━━━ Text shown ━━━
How Being Less Productive Can Generate Big Ideas

November 27th, 2009 § 0 comments § permalink

Written by Everett Bogue | Follow me on Twitter.

Productivity is such a popular concept. Everyone is trying to streamline their lives so they can get more and more done during their 40-60 hour workweek.

Funny, that, because being productive is the exact opposite of what everyone needs to be doing to get ahead in the modern workplace.

Productivity is a trap.

You’ve bought into this idea of a safe productive workplace, where everyone does their part and the company gets ahead, and so you get a raise, right?

Doing 60 hours a week of mundane productive work is useful, if you’re a cubicle-bound widget pusher. Large industrialized corporations reward workers for how many ticks they tock in the collective board every day.

I know, I’ve been to cubicle-nation. It ain’t pretty.

If you work in a cubicle, take a moment and think about the last person who got a promotion at your company. Was it a widget pushing productivity master? Probably not. I bet it was someone who either:

  1. Had a big idea.
  2. Brought in a lot of money because of a big idea.

I bet you want to know what the secret to having big ideas is… it’s simple really.

Let me propose a minimalist way of working: be less productive.

Big ideas don’t drop into your head for no apparent reason, you have to take time to cultivate them. Just as you can’t grow an avocado tree in a desert, you can’t grow big ideas in a brain that is dumbly moving from one mundane task to the next as fast as possible.

Big ideas need a lot of space to grow up in, they need vast open fertile fields in which to frolic. You need a minimalist mindset towards your brain in order to start thinking big.

If you make space in your brain for big ideas to form:

  1. You will be respected by your peers
  2. You will rise to the top of your organization
  3. You will have more spare time for yourself, your friends, and your family.
  4. You will make more money

If you’re not making time for big ideas to form, it’s time to start now.

Be careful though, many cubicle nations aren’t happy when their lower-level employees stop pushing widgets and start dreaming. Big idea generation is like hunting for wild game in the forest, you need to be quiet in order to discover them –before your boss finds out you’re thinking and sends you packing!

Remember, you are on your own. I cannot be held responsible for big thinkers who blow their cover before they have a good idea to defend themselves with. Be sure to ‘look busy’ whenever your manager is looking over your shoulder.

How to be less productive and think of big ideas.

  1. Be less productive. Take inventory of everything that you have to do in a given day, write down a list. Chances are that you’re trying to spread out the work you do over an 8-hour day, because you feel that you’re supposed to work that way. Organize your day into specific sections. For instance: TPS reports get done between 1:00-1:30pm, sales calls between 9:00-11:00am. Stick to a schedule and don’t let tasks bleed over into non-scheduled blocks. The idea here is to get work done so you can have time to think of bigger things.
  2. Use communication consciously. A lot of people roll into the office (or out of bed!) and check their email immediately. This is a bad policy, as you’re going to be immediately inundated with multiple tasks that ‘need to be done now!!!’. You probably have more important things to do than reply to email emergencies that happen in the morning. Finish one important task in the morning, before you check email. When you get emails from colleagues requesting that you put out fires, wait 30-45 minutes before replying. Fires have a way of going out by themselves if you don’t step in to save people. Go a step further: only check communications devices at set intervals daily.
━━━
§ **Objectives**:
A: Gather every line of the records below that contains the word "dense", and copy each such line unchanged.
B: Carry on the post about being less productive to generate big ideas, starting right after its final sentence.
━━━ Data supplied ━━━
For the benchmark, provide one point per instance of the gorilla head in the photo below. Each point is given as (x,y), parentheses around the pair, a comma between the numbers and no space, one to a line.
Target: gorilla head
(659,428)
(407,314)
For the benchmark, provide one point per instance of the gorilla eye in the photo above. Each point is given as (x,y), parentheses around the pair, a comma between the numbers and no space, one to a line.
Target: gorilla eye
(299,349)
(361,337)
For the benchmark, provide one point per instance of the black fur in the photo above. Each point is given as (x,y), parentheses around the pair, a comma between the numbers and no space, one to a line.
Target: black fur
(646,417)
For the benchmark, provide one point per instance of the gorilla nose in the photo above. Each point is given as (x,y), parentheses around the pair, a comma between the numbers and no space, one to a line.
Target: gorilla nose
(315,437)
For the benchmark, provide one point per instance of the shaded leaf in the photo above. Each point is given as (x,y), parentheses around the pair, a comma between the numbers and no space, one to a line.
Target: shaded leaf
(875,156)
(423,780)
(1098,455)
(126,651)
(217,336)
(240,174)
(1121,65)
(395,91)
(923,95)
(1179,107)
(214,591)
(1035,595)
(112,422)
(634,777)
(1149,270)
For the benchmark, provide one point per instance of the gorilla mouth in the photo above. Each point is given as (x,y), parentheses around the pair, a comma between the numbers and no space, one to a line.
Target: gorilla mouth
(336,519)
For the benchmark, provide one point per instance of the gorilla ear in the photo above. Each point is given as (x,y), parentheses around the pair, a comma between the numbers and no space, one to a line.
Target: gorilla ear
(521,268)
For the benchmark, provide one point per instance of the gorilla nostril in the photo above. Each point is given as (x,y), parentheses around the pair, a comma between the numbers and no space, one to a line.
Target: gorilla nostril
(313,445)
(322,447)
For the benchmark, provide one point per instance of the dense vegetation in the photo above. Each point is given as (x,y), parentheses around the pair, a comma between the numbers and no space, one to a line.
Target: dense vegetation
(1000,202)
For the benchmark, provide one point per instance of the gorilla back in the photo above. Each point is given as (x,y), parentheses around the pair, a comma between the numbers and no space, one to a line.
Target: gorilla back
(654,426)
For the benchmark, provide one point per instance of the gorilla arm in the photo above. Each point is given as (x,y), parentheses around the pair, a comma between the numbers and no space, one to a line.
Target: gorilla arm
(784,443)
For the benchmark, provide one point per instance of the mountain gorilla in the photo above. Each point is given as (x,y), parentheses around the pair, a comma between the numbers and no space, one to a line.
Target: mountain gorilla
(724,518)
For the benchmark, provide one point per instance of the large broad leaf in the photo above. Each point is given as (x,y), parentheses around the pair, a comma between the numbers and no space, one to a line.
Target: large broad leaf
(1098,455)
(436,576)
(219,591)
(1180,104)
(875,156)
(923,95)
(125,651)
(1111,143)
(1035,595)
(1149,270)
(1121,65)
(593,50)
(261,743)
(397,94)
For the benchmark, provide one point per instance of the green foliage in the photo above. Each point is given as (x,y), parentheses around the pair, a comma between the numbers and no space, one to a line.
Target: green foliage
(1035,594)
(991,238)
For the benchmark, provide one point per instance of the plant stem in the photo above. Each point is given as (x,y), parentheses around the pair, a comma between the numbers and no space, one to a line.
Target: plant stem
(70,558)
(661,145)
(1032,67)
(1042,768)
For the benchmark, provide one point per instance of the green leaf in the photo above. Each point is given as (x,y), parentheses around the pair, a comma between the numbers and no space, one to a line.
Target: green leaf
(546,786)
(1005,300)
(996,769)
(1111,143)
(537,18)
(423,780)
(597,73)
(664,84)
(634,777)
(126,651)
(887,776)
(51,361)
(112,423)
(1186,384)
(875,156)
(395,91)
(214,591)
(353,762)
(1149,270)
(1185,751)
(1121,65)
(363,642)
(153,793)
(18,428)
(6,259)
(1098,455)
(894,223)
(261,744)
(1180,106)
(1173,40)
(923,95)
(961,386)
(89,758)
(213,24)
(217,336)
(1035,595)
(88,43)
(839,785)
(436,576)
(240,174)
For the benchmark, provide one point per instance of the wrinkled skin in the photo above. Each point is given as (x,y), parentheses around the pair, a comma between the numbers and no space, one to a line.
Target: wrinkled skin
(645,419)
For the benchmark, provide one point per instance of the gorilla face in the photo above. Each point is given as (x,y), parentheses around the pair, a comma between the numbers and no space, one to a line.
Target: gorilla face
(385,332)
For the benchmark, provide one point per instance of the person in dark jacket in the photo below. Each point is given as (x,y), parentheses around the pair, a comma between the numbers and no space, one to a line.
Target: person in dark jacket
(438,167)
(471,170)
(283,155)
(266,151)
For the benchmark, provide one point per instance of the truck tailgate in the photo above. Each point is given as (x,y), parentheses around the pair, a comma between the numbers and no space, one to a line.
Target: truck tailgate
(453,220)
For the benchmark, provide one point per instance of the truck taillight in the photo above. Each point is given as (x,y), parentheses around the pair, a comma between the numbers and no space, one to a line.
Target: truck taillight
━━━
§ **Task results**:
A:
For the benchmark, provide one point per instance of the dense vegetation in the photo above. Each point is given as (x,y), parentheses around the pair, a comma between the numbers and no space, one to a line.
Target: dense vegetation

B:
  3. Delegate stupid repetitive tasks. Do you have a lot of unengaging work assignments that has to be done every day? Find a way to get these out of your domain. There are three places stupid mindless work should go: 1, send it to someone who works under you, like an intern or an assistant; 2, make a computer do it; 3, don’t do the task at all. Just stop doing the task and see if the company falls apart, did it? No probably not.
  4. Firewall your time. Once you’ve delegated stupid tasks and started completing important work quickly, don’t let anyone suck you away from your big idea generating time. Lock your office door, put on the headphones if you work in a cubicle. Go for regular breaks outside and enjoy the morning air. But DON’T let people pull your attention away for mundane reasons. Tell people you are very busy, there are vast deadlines that are approaching. “Sorry, I wish I could help you, but I’m swamped with work right now.” Even if you’re simply generating big ideas, this is an effective response.
  5. Stop going to meetings. These gatherings are often fruitless wastes of time. They’re fine once a month to make sure everyone is on the same page, but hours of endless unproductive meetings are a sign of weak management. When people insist on hosting meetings for nonsense reasons, there are a few strategies for avoiding them. First try telling your colleagues that you have too much work to do, you can’t fit in the meeting. If that doesn’t work, ‘accidentally’ forget about the meeting. Ask forgiveness later, use the time wisely to generate big ideas.
  6. Don’t listen to anyone. There are always people at work who will try and squash big ideas. These are the people who are negative about everything, who have worked in cubicle nation for so long they don’t know there’s a world outside their cardboard walls. You can identify these people easily, they cluster around the water cooler and complain about their sad lives and gossip about other employees. Don’t engage in these types, get as far away from them as possible. They will drag you and your big ideas down. Don’t believe me? As a test try asking any of their opinions about your big idea. Chances are they will reply with ‘oh, that’ll never work.’ or ‘That’d be great if it was a perfect world.’ or something similarly not-helpful.
  7. Go home early. The best way to make big idea thinking time is to get out of the office as quickly as possible. Don’t stay a minute past 5pm, have your bag ready and get the hell out of cubicle-nation. Don’t take work home with you. When I was working a desk, commonly I would receive the biggest requests of the day at 4:59pm, which was insane. Do what I did, tell these people the work will get done tomorrow, and go home. Work has a way of filling up as much time as you give it, if you tell your work day that it will only exist for 8 hours a day, you will only have to work that much.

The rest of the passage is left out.